__Listed records__.

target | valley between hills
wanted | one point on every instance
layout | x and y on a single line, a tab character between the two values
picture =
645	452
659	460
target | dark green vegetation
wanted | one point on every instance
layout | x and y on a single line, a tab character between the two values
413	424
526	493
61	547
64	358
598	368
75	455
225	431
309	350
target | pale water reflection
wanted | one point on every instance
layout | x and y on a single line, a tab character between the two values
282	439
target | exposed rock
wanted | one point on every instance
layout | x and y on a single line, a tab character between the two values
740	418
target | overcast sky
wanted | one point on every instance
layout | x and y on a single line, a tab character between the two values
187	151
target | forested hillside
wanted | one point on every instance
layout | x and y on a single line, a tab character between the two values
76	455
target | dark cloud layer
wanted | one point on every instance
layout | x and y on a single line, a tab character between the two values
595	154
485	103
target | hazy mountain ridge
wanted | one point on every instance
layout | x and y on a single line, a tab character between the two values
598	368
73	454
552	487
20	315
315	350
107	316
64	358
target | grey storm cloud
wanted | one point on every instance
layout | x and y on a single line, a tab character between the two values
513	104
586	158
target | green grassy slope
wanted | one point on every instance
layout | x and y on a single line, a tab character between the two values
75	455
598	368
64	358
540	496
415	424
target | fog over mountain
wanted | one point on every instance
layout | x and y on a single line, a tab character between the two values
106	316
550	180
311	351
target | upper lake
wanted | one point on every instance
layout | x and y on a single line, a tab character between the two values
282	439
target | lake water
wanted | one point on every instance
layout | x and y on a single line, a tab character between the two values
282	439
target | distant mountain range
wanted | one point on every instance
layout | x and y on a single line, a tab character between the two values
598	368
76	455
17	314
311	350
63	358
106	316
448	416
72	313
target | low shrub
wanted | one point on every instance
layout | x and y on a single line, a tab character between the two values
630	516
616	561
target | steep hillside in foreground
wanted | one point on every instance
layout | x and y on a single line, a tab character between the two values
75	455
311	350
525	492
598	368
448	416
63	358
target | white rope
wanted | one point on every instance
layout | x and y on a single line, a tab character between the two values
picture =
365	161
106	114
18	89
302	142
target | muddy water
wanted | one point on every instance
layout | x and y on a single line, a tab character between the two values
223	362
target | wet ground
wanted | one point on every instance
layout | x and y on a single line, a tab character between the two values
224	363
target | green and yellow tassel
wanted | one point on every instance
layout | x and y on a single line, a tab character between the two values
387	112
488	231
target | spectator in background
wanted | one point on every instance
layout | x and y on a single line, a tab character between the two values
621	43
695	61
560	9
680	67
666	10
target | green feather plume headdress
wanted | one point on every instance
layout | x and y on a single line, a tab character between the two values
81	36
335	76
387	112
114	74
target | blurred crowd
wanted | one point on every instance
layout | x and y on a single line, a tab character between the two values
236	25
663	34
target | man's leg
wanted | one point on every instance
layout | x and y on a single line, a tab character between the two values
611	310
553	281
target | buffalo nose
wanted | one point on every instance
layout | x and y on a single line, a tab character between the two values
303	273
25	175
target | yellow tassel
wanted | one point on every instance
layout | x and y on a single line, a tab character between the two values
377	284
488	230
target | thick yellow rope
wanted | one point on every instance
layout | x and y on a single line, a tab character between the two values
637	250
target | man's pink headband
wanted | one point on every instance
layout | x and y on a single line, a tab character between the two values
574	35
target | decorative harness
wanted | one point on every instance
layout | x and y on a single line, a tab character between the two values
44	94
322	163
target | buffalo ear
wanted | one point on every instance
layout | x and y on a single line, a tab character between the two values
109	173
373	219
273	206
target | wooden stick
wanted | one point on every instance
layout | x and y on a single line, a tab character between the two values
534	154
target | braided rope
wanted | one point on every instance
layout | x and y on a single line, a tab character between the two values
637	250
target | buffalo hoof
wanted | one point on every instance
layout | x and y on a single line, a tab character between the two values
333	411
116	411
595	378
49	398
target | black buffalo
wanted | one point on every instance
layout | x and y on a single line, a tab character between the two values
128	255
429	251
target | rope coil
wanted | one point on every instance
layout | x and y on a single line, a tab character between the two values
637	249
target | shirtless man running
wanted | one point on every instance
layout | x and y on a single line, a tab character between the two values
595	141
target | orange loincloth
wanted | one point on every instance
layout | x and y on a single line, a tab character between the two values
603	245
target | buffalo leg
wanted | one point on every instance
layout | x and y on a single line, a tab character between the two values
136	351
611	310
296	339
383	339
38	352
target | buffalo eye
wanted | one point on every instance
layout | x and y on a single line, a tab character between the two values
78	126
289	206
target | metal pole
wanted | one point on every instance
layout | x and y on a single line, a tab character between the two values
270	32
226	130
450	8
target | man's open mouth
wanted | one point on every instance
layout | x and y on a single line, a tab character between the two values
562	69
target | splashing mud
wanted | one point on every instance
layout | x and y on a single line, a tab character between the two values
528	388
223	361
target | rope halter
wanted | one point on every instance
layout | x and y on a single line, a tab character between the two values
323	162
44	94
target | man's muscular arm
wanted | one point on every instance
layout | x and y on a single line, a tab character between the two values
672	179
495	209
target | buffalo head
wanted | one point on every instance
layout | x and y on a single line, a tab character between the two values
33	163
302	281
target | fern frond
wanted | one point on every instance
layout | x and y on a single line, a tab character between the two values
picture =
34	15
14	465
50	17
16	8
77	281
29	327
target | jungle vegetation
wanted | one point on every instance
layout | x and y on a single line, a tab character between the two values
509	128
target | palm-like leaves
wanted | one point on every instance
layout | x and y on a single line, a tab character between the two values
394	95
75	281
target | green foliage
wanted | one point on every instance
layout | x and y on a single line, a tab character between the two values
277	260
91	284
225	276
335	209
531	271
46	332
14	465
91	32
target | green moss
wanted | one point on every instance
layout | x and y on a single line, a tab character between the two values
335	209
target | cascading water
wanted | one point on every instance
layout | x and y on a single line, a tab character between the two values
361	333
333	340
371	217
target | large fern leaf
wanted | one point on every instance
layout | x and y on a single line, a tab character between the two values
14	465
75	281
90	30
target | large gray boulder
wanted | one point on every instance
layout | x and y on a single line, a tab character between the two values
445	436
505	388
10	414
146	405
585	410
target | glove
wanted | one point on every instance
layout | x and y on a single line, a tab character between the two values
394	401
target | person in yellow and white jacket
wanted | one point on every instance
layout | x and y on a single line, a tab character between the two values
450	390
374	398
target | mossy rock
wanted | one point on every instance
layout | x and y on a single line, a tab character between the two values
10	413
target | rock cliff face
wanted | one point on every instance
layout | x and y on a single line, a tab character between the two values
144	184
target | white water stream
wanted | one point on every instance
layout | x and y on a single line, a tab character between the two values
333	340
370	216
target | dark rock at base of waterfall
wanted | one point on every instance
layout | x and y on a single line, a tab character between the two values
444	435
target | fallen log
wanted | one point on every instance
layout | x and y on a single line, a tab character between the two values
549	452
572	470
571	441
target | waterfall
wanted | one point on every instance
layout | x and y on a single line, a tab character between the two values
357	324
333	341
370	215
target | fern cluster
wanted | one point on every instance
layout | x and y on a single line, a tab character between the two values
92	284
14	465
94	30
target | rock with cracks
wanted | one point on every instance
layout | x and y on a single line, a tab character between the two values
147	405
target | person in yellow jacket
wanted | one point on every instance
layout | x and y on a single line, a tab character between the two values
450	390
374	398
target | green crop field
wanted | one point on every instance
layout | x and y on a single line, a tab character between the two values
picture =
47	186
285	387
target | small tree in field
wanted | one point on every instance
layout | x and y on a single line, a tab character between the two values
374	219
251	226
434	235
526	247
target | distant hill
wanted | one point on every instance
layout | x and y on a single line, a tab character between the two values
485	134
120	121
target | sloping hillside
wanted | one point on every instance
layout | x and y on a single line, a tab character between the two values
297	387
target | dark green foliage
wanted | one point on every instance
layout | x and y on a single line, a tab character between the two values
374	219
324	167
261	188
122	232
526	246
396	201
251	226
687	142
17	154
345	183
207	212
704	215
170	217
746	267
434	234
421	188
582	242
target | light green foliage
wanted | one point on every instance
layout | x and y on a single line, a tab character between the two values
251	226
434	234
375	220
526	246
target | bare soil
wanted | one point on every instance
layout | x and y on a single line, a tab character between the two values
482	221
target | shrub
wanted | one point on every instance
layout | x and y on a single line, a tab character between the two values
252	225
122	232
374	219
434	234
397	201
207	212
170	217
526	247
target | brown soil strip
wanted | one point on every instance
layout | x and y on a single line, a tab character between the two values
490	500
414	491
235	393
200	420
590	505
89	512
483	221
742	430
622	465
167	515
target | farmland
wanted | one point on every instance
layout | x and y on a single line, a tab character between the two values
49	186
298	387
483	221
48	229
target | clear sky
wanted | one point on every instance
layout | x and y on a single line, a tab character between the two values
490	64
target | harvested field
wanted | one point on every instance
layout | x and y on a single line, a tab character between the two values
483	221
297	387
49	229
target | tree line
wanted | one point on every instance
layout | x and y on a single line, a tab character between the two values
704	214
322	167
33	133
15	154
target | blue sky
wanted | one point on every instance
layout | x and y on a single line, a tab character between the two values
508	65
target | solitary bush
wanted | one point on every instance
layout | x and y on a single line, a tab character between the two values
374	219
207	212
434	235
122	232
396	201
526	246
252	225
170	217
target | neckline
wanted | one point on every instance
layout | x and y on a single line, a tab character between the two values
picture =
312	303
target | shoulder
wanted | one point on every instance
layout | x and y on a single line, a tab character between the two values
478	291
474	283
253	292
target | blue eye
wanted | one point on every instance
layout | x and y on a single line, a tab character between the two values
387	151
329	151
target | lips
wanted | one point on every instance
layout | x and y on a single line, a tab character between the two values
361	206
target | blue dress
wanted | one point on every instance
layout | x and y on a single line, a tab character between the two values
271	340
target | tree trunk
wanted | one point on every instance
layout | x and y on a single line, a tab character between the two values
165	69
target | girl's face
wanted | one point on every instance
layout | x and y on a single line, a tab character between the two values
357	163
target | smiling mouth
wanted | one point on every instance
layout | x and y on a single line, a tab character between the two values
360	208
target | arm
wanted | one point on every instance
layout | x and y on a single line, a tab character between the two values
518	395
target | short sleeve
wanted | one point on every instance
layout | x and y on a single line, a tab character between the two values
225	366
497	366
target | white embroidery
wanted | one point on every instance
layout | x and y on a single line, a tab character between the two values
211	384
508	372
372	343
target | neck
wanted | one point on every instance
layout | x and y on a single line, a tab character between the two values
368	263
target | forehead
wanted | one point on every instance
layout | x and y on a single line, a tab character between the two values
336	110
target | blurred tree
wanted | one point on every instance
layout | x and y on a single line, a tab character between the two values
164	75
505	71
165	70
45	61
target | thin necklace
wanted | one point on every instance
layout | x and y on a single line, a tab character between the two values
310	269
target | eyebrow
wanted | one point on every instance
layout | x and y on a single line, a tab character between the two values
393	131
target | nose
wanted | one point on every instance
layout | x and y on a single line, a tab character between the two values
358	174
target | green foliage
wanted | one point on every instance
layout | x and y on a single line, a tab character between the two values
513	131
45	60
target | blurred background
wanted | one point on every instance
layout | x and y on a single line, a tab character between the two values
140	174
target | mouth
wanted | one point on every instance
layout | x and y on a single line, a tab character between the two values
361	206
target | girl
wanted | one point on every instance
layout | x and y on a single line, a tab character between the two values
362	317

__Work to complete__. Output the line holding "target | thin necklace", then every later line through the end of the records above, exactly as given and nothing else.

__Solution for this task__.
target | thin necklace
wanted | one point on every instance
layout | x and y on a single line, a tab character between the two values
310	269
target | eyebrow
wanted | one point on every instance
layout | x and y on a single line, a tab character between the two values
393	131
target | nose
wanted | one point on every instance
layout | x and y on a single line, a tab character between the two values
358	174
target | green foliage
wanted | one point on every instance
layout | x and y on a single line, a tab character between the two values
513	131
45	60
target | blurred background
wanted | one point on every instance
layout | x and y on a single line, a tab character between the two values
140	174
target | mouth
wanted | one point on every instance
layout | x and y on a single line, a tab character between the two values
361	206
target | girl
wanted | one point on every instance
layout | x and y on a single line, a tab character between the two values
362	317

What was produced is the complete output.